::: DOCUMENT
Dutch greenhouse gas emissions fall further
The emission of greenhouse gases in the Netherlands fell for the fourth year in a row in 2008. At 206 billion kg CO2 equivalents, the emission was 3 percent lower than in 1990, the reference year for the Kyoto Protocol.
Under the Kyoto Protocol the Netherlands has committed to reducing the emission of greenhouse gases by an average 6 percent from its 1990 level in the period 2008–2012. Part of this reduction may be realised by the use of Dutch funds abroad. The Netherlands can buy up emission rights in other countries, for example, or fund projects which result in reduced emissions outside the Netherlands.
Emissions in the base year amounted to 213 billion kg of CO2 equivalents. In 2005 emissions of greenhouse gases in the Netherlands fell below this level for the first time.
Emissions of greenhouse gases
Less laughing gas in particular
The reduction is mainly the result of lower emissions of laughing gas (N2O) as a result of measures taken at factories producing nitric acid. This reduced emissions by 4 billion kg of CO2 equivalents. As these measures were introduced in the second half of 2007, the total effect was only visible in 2008.
::::::
::: INPUT ROWS
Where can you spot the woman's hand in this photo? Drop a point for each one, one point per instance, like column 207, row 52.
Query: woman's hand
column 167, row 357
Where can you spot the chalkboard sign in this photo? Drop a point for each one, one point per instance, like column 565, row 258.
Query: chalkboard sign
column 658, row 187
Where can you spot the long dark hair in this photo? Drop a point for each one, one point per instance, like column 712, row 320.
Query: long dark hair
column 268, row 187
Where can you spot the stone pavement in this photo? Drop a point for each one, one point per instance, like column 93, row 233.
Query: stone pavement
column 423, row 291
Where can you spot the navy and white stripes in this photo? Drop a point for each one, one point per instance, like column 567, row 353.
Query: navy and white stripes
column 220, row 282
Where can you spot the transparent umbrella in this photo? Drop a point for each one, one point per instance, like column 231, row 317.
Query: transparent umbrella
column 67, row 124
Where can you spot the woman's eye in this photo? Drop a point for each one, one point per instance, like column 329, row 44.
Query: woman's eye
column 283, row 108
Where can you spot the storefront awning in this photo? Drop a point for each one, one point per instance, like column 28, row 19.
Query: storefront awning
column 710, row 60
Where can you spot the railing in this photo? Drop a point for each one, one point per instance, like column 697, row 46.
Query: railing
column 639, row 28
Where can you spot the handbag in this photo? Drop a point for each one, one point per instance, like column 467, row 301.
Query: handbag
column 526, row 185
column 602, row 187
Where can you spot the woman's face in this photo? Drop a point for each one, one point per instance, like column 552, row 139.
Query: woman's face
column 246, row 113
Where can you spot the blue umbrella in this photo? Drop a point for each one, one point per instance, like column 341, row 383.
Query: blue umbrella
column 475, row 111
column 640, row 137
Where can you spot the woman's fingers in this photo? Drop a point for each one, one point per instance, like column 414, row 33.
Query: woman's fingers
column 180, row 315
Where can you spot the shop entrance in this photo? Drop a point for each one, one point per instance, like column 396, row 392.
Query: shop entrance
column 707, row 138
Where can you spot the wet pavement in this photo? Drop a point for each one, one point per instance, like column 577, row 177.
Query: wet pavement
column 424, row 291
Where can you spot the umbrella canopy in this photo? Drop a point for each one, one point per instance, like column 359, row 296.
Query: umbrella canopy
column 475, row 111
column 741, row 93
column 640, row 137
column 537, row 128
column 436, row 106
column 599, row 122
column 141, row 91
::::::
_DIRECTIVES_
(A) In the article on Dutch greenhouse gas emissions, how much did emissions total in the 1990 base year?
(B) Return the rows verbatim from the start of the rows through the line holding "column 167, row 357", both ends included.
The article on Dutch greenhouse gas emissions and the rows have nothing to do with each other.

_TASK-BY-TASK OUTPUTS_
(A) 213 billion kg of CO2 equivalents.

(B)
Where can you spot the woman's hand in this photo? Drop a point for each one, one point per instance, like column 207, row 52.
Query: woman's hand
column 167, row 357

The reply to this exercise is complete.